▶ _Directions for this task_
Give the records again exactly, with every character kept.

BEGIN Given information

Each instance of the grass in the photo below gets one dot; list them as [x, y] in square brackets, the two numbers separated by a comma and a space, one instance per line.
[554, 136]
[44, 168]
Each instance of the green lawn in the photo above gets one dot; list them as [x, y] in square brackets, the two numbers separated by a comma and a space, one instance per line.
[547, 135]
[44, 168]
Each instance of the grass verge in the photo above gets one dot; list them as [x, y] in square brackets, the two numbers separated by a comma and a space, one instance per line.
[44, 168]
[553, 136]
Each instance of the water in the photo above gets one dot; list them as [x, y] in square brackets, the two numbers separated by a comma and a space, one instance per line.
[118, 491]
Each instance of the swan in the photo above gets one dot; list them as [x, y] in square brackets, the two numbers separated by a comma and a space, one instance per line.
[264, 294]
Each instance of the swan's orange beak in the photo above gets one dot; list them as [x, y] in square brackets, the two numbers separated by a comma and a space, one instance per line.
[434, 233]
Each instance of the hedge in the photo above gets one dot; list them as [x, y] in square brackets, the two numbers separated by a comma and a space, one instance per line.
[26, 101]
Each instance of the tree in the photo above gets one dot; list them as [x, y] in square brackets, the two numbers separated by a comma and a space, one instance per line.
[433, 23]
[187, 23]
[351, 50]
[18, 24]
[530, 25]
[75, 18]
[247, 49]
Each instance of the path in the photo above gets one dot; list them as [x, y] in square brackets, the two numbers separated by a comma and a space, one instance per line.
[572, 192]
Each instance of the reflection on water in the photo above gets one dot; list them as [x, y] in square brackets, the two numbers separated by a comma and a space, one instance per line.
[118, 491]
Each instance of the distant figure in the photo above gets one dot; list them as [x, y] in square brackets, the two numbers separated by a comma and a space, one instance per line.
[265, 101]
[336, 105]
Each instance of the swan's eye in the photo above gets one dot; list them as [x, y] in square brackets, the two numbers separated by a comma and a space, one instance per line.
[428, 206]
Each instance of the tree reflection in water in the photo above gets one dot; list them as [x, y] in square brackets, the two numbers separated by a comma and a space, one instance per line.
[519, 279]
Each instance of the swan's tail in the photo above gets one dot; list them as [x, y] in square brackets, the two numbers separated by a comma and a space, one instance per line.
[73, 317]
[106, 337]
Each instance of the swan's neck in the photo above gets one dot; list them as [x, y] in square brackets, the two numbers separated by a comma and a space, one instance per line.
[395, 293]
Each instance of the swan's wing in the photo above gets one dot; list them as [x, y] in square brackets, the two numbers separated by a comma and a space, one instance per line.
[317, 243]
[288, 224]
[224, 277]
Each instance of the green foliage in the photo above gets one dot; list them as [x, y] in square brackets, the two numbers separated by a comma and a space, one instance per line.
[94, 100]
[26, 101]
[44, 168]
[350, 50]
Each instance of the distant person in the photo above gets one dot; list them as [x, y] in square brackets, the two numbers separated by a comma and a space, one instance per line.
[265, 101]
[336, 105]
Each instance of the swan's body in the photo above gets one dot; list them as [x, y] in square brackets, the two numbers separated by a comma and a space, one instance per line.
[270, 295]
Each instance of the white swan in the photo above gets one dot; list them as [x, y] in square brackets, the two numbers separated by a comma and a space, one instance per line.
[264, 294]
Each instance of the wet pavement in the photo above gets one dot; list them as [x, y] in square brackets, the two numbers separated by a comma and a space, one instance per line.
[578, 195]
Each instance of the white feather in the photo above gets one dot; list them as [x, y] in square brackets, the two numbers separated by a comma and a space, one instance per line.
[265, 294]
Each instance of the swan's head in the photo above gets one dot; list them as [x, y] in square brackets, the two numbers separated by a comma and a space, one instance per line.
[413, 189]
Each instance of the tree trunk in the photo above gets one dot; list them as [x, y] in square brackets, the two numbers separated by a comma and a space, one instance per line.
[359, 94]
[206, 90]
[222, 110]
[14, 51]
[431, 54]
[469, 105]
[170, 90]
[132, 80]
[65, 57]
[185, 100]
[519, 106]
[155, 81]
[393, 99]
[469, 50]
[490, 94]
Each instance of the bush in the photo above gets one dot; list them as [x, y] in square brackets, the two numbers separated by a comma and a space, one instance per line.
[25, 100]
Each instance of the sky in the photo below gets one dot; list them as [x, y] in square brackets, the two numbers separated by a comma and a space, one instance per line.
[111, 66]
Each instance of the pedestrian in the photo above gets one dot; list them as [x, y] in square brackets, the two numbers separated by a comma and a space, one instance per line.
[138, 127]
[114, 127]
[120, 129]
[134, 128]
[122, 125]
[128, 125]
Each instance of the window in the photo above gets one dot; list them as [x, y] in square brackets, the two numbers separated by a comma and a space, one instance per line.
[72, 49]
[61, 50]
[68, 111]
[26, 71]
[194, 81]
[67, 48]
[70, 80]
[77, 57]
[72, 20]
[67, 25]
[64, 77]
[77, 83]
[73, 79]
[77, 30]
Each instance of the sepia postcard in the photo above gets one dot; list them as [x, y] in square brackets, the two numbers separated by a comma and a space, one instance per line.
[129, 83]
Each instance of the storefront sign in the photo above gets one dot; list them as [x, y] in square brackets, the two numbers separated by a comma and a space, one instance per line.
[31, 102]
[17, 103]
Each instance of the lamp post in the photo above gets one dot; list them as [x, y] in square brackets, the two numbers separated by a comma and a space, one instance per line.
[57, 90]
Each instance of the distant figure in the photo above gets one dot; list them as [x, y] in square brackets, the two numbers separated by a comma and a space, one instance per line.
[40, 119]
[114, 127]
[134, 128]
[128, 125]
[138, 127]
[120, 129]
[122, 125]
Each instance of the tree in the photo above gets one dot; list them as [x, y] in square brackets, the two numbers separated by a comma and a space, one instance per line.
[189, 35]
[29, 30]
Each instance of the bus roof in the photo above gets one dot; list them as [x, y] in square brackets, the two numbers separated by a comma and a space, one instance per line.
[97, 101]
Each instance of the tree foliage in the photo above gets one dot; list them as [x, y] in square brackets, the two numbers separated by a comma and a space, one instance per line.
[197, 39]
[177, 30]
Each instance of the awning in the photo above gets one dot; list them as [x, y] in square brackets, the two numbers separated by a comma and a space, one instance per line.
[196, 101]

END Given information

▶ _Answer to the exercise_
Each instance of the grass in the photo below gets one dot; list them as [x, y] in square brackets, the two numbers separated by a comma and a space, one instance per line.
[554, 136]
[44, 168]
Each instance of the green lawn in the photo above gets one dot; list them as [x, y] in square brackets, the two numbers separated by a comma and a space, one instance per line.
[547, 135]
[44, 168]
Each instance of the grass verge in the photo above gets one dot; list them as [x, y] in square brackets, the two numbers separated by a comma and a space, one instance per line.
[44, 168]
[553, 136]
Each instance of the water in the photo above gets one dot; list them as [x, y] in square brackets, the two numbers separated by a comma and a space, one instance per line.
[118, 491]
Each instance of the swan in the photo above gets one dot; list them as [x, y] in square brackets, the two numbers separated by a comma and a space, one instance per line.
[264, 294]
Each instance of the swan's orange beak in the photo above gets one dot; list them as [x, y] in square brackets, the two numbers separated by a comma and a space, one instance per line.
[434, 233]
Each instance of the hedge in the photo above gets one dot; list them as [x, y] in square brackets, the two numbers separated by a comma and a space, one instance per line.
[26, 101]
Each instance of the tree in the photo above gets one dot; list them as [x, y] in square brackets, the two numbers separated by a comma and a space, one instance per line.
[433, 23]
[187, 23]
[351, 50]
[18, 24]
[530, 25]
[75, 18]
[247, 49]
Each instance of the path in the photo above gets one dot; list them as [x, y] in square brackets, the two numbers separated by a comma and a space, one instance per line.
[572, 192]
Each instance of the reflection on water in the photo above gets one dot; list them as [x, y] in square brackets, the two numbers separated by a comma and a space, one instance per line.
[118, 491]
Each instance of the distant figure in the photo above gets one dot; list them as [x, y] in square brackets, the two numbers separated by a comma and a space, one instance per line.
[265, 101]
[336, 105]
Each instance of the swan's eye in the photo above gets one dot; list them as [x, y] in square brackets, the two numbers separated by a comma and a space, one instance per line.
[428, 206]
Each instance of the tree reflection in water in the photo above gets one dot; list them as [x, y] in square brackets, the two numbers separated by a comma and a space, one instance per line.
[519, 279]
Each instance of the swan's tail in the photo above gets one dot; list them as [x, y] in square brackets, the two numbers separated by a comma and a space, one instance per line.
[73, 317]
[106, 337]
Each instance of the swan's neck in the photo above gets one dot; list them as [x, y] in square brackets, the two numbers separated by a comma and a space, one instance per line.
[395, 293]
Each instance of the swan's wing in the photo above gets one dot; list them as [x, y] in square brackets, the two numbers separated by a comma and a space, one instance per line.
[317, 243]
[288, 224]
[224, 277]
Each instance of the green foliage in the photo above gets one dot; list them as [x, y] in square brackets, the two numbers separated by a comma and a space, one instance per line.
[94, 100]
[26, 101]
[44, 168]
[350, 50]
Each instance of the distant person in the photo above gets one dot; list them as [x, y] in square brackets, the two numbers separated by a comma and a space, one instance per line.
[265, 101]
[336, 105]
Each instance of the swan's body in the photo above gets one dot; list them as [x, y] in square brackets, the two numbers separated by a comma and a space, one instance per line.
[270, 295]
Each instance of the white swan in the photo above gets one dot; list them as [x, y] in square brackets, the two numbers separated by a comma and a space, one instance per line.
[264, 294]
Each instance of the wet pavement in the photo above gets one dot; list them as [x, y] in square brackets, the two numbers separated by a comma and a space, one instance per line.
[578, 195]
Each instance of the white feather in the photo above gets one dot; list them as [x, y] in square brackets, the two numbers separated by a comma and a space, one instance per line.
[265, 294]
Each instance of the swan's head in the photo above gets one dot; list them as [x, y] in square brackets, the two numbers separated by a comma and a space, one instance per line.
[413, 189]
Each instance of the tree trunk in the photo above gets one dot; list them as [x, y] in square brackets, the two numbers separated by a comma and a space, one instance per line.
[359, 94]
[206, 90]
[222, 110]
[14, 51]
[431, 54]
[469, 105]
[170, 90]
[132, 80]
[65, 57]
[185, 100]
[519, 106]
[155, 81]
[393, 99]
[469, 50]
[490, 94]
Each instance of the bush in the photo above gets one dot; list them as [x, y] in square brackets, the two numbers separated by a comma and a space, one instance per line.
[25, 100]
Each instance of the sky in the photo below gets one dot; list them as [x, y] in square brackets, the two numbers separated by a comma and a space, one instance per line.
[111, 66]
Each instance of the pedestrian in the photo above gets one dot; list them as [x, y] in square brackets, the two numbers separated by a comma and a space, one instance per line.
[138, 127]
[114, 127]
[120, 129]
[134, 128]
[122, 125]
[128, 125]
Each instance of the window in the photo above gets one dot; list them as [x, y] in square brackets, the two numbers separated by a comma and a space, one instance per line.
[72, 49]
[61, 50]
[68, 111]
[26, 71]
[194, 81]
[67, 48]
[70, 80]
[77, 57]
[72, 20]
[67, 25]
[64, 77]
[77, 83]
[73, 79]
[77, 30]
Each instance of the sepia postcard in the photo above gets one dot; list them as [x, y] in square brackets, the two numbers separated by a comma and a space, one instance per line.
[129, 83]
Each instance of the storefront sign in the photo above gets one dot; list them as [x, y] in square brackets, the two numbers separated by a comma and a space, one instance per line.
[31, 102]
[17, 103]
Each instance of the lamp post in the photo above gets one dot; list them as [x, y] in square brackets, the two numbers separated by a comma and a space, one instance per line.
[57, 90]
Each instance of the distant figure in the photo above gets one dot; list them as [x, y] in square brackets, the two numbers separated by a comma and a space, one instance per line.
[40, 119]
[114, 127]
[134, 128]
[128, 125]
[138, 127]
[120, 129]
[122, 125]
Each instance of the tree in the photo above gets one dot; list them as [x, y] in square brackets, the two numbers separated by a comma and a space, one instance per line.
[189, 35]
[29, 30]
Each instance of the bus roof in the photo above gets one dot; list them as [x, y] in square brackets, the two numbers separated by a comma and a space, one instance per line.
[97, 101]
Each instance of the tree foliage in the photo above gets one dot; list them as [x, y] in square brackets, the two numbers separated by a comma and a space, one instance per line.
[197, 39]
[177, 30]
Each instance of the awning in the photo above gets one dot; list them as [x, y] in square brackets, the two numbers separated by a comma and a space, one instance per line.
[196, 101]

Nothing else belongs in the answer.